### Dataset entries
......

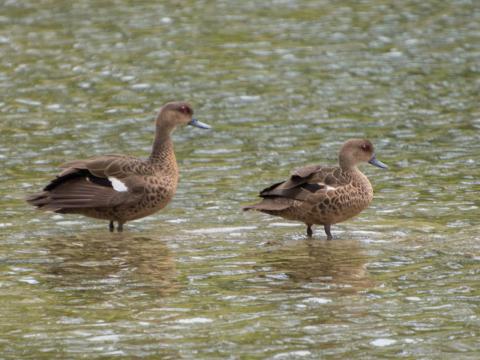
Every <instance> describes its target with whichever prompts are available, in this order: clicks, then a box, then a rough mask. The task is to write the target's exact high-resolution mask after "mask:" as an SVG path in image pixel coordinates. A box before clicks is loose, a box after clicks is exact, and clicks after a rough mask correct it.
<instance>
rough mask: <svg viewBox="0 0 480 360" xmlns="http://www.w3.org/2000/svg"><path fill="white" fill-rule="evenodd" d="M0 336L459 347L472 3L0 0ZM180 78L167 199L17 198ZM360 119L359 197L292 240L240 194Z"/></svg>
mask: <svg viewBox="0 0 480 360" xmlns="http://www.w3.org/2000/svg"><path fill="white" fill-rule="evenodd" d="M0 8H1V10H2V11H1V12H0V52H1V57H0V87H1V92H2V96H1V98H0V112H1V120H0V160H1V163H2V169H3V171H1V172H0V180H1V183H2V186H1V187H0V196H1V198H2V205H1V206H2V217H1V219H0V354H1V355H0V357H1V358H22V359H55V358H58V359H63V358H81V357H82V358H89V359H94V358H108V357H112V358H122V357H124V358H133V357H150V358H163V359H179V358H184V359H199V358H202V359H217V358H218V359H220V358H222V359H224V358H230V359H264V358H267V359H297V358H299V359H300V358H302V359H303V358H305V359H318V358H320V357H321V358H325V359H351V358H362V359H367V358H382V357H385V358H407V359H414V358H422V359H439V358H447V357H448V358H452V359H478V356H479V353H480V340H479V339H480V310H479V304H480V290H479V283H480V238H479V235H478V233H479V230H480V226H479V191H480V181H479V170H478V161H479V158H480V110H479V99H480V98H479V93H480V76H479V74H480V65H479V64H480V61H479V59H480V4H479V2H478V1H474V0H472V1H468V0H452V1H434V0H427V1H422V2H419V1H418V2H417V1H401V2H400V1H393V0H378V1H374V0H370V1H368V0H367V1H343V2H338V1H328V0H325V1H288V0H285V1H282V0H280V1H264V2H258V1H235V2H234V1H196V2H193V1H183V2H178V1H170V2H166V1H164V2H140V1H139V2H132V1H121V0H118V1H109V2H103V1H77V2H63V1H47V0H45V1H43V0H42V1H15V0H7V1H2V2H1V3H0ZM172 99H186V100H188V101H190V102H191V103H192V104H193V105H194V107H195V111H196V116H197V117H198V118H199V119H200V120H202V121H205V122H207V123H210V124H211V125H212V126H213V127H214V129H213V130H212V131H207V132H205V131H200V130H198V129H192V128H188V129H181V130H179V131H177V132H176V134H175V143H176V152H177V158H178V160H179V165H180V168H181V182H180V186H179V189H178V192H177V195H176V197H175V199H174V201H173V202H172V203H171V204H170V205H169V207H168V208H166V209H165V210H164V211H162V212H160V213H158V214H156V215H154V216H151V217H148V218H145V219H142V220H140V221H136V222H132V223H129V224H128V225H127V231H126V232H125V233H123V234H113V235H112V234H110V233H109V232H108V229H107V224H106V222H101V221H97V220H93V219H87V218H82V217H78V216H66V215H65V216H63V215H58V214H57V215H55V214H43V213H39V212H35V211H34V210H32V209H31V208H30V207H29V206H28V205H27V204H26V203H25V202H24V201H23V199H24V196H25V195H26V194H27V193H31V192H34V191H37V190H38V189H39V188H41V187H42V185H43V184H45V182H46V181H48V179H50V178H51V177H52V176H53V175H54V174H55V173H56V172H57V170H58V165H59V164H60V163H62V162H64V161H66V160H69V159H74V158H81V157H88V156H93V155H99V154H105V153H128V154H133V155H136V156H146V155H147V154H148V152H149V149H150V144H151V140H152V136H153V116H154V114H155V111H156V110H157V109H158V108H159V107H160V106H161V105H162V104H163V103H165V102H166V101H169V100H172ZM350 137H368V138H369V139H371V140H372V141H373V142H374V143H375V144H376V147H377V155H378V158H379V159H381V160H382V161H384V162H385V163H387V164H389V166H390V169H389V170H388V171H382V170H380V169H377V168H373V167H369V166H365V167H364V168H363V169H364V171H365V173H366V174H367V175H368V176H369V178H370V179H371V181H372V183H373V185H374V188H375V199H374V202H373V204H372V206H371V207H370V208H369V209H368V210H366V211H365V212H363V213H362V215H361V216H359V217H358V218H356V219H353V220H350V221H348V222H345V223H342V224H339V225H336V226H334V227H333V233H334V236H335V237H336V239H335V240H333V241H326V240H325V235H324V233H323V230H322V229H317V231H316V234H315V237H314V239H312V240H308V239H307V238H306V236H305V228H304V226H303V225H301V224H296V223H292V222H287V221H283V220H281V219H278V218H272V217H268V216H267V215H263V214H258V213H243V212H242V211H241V210H240V208H241V206H242V205H245V204H248V203H251V202H253V201H255V197H256V194H257V192H258V190H260V189H262V188H263V187H265V186H267V185H269V184H271V183H272V182H274V181H279V180H281V179H283V178H285V177H286V176H287V175H288V173H289V172H290V171H291V170H292V169H293V168H295V167H299V166H302V165H306V164H312V163H325V164H334V163H335V162H336V157H337V155H336V154H337V151H338V148H339V146H340V145H341V144H342V143H343V141H345V140H346V139H348V138H350Z"/></svg>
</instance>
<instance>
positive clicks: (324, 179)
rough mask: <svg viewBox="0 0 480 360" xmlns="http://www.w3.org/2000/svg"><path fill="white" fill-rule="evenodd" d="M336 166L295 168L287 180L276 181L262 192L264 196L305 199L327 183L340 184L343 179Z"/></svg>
mask: <svg viewBox="0 0 480 360" xmlns="http://www.w3.org/2000/svg"><path fill="white" fill-rule="evenodd" d="M337 169H338V170H339V171H340V172H341V169H340V168H335V167H322V166H319V165H312V166H306V167H303V168H300V169H297V170H295V171H294V172H293V173H292V175H291V176H290V178H289V179H288V180H287V181H284V182H279V183H276V184H274V185H272V186H270V187H268V188H266V189H264V190H263V191H262V192H260V196H261V197H263V198H276V197H281V198H287V199H293V200H300V201H305V200H307V199H308V198H309V197H311V195H312V194H315V193H317V194H318V193H319V192H320V191H324V190H325V189H326V187H327V185H330V186H334V187H335V186H339V185H341V179H340V177H338V176H335V175H339V174H336V171H337Z"/></svg>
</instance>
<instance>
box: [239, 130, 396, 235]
mask: <svg viewBox="0 0 480 360" xmlns="http://www.w3.org/2000/svg"><path fill="white" fill-rule="evenodd" d="M362 162H368V163H370V164H372V165H375V166H378V167H381V168H386V167H387V166H386V165H385V164H383V163H381V162H380V161H378V160H377V159H376V157H375V153H374V149H373V145H372V143H371V142H370V141H368V140H364V139H350V140H348V141H347V142H345V144H344V145H343V146H342V149H341V150H340V154H339V166H336V167H324V166H318V165H313V166H306V167H303V168H300V169H297V170H295V171H294V172H293V174H292V175H291V176H290V178H289V179H288V180H287V181H283V182H280V183H276V184H274V185H272V186H270V187H268V188H266V189H264V190H263V191H261V192H260V196H261V197H262V198H263V200H262V201H261V202H260V203H258V204H255V205H251V206H247V207H245V208H244V210H258V211H261V212H264V213H267V214H270V215H274V216H280V217H282V218H285V219H288V220H296V221H301V222H304V223H305V224H306V225H307V235H308V236H309V237H310V236H312V228H311V227H312V225H314V224H315V225H323V226H324V229H325V233H326V234H327V238H328V239H331V238H332V235H331V233H330V226H331V225H332V224H336V223H339V222H342V221H345V220H347V219H350V218H351V217H353V216H355V215H357V214H359V213H360V212H361V211H362V210H364V209H365V208H367V206H368V205H369V204H370V202H371V201H372V199H373V189H372V185H371V184H370V181H368V178H367V177H366V176H365V175H364V174H363V173H362V172H361V171H360V170H359V169H358V167H357V165H358V164H360V163H362Z"/></svg>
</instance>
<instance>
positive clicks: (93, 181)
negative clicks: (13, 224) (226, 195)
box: [27, 102, 210, 232]
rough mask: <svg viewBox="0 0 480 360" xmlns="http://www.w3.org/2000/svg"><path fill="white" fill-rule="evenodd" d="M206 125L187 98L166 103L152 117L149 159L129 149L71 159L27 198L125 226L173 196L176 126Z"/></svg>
mask: <svg viewBox="0 0 480 360" xmlns="http://www.w3.org/2000/svg"><path fill="white" fill-rule="evenodd" d="M181 125H192V126H196V127H198V128H201V129H209V128H210V126H208V125H207V124H204V123H202V122H200V121H198V120H196V119H194V118H193V110H192V107H191V106H190V105H189V104H187V103H185V102H171V103H167V104H165V105H164V106H163V107H162V108H161V109H160V112H159V113H158V116H157V118H156V121H155V139H154V142H153V147H152V152H151V154H150V156H149V158H148V159H146V160H143V159H138V158H135V157H132V156H127V155H103V156H98V157H93V158H90V159H87V160H75V161H71V162H68V163H66V164H64V165H62V166H61V167H62V168H64V170H63V171H62V172H61V173H60V174H59V175H58V176H57V177H56V178H55V179H53V180H52V181H50V183H49V184H48V185H47V186H46V187H45V188H44V189H43V191H42V192H40V193H37V194H34V195H31V196H29V197H28V198H27V201H28V202H29V203H30V204H32V205H34V206H36V207H37V208H38V209H40V210H45V211H53V212H56V213H60V214H81V215H85V216H89V217H93V218H97V219H104V220H109V222H110V223H109V229H110V231H112V232H113V231H114V230H115V227H114V222H117V223H118V225H117V231H119V232H121V231H122V230H123V225H124V224H125V223H126V222H127V221H131V220H135V219H139V218H142V217H145V216H148V215H151V214H153V213H155V212H157V211H158V210H160V209H162V208H164V207H165V206H166V205H167V204H168V203H169V202H170V200H171V199H172V198H173V196H174V194H175V191H176V189H177V183H178V167H177V161H176V159H175V153H174V150H173V143H172V139H171V134H172V132H173V131H174V130H175V128H176V127H177V126H181Z"/></svg>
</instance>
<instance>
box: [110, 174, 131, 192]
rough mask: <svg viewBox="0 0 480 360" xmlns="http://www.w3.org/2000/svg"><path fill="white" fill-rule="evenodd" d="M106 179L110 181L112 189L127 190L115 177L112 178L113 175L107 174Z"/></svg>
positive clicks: (127, 190)
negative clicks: (111, 186) (114, 177)
mask: <svg viewBox="0 0 480 360" xmlns="http://www.w3.org/2000/svg"><path fill="white" fill-rule="evenodd" d="M108 180H110V182H111V183H112V187H113V190H115V191H119V192H124V191H128V188H127V186H126V185H125V184H124V183H123V182H121V181H120V180H118V179H117V178H114V177H113V176H109V177H108Z"/></svg>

......

### Work instruction
Search the data above for the word "positive" and count the lines where it appears. Only the number should be given.

### Response to this exercise
3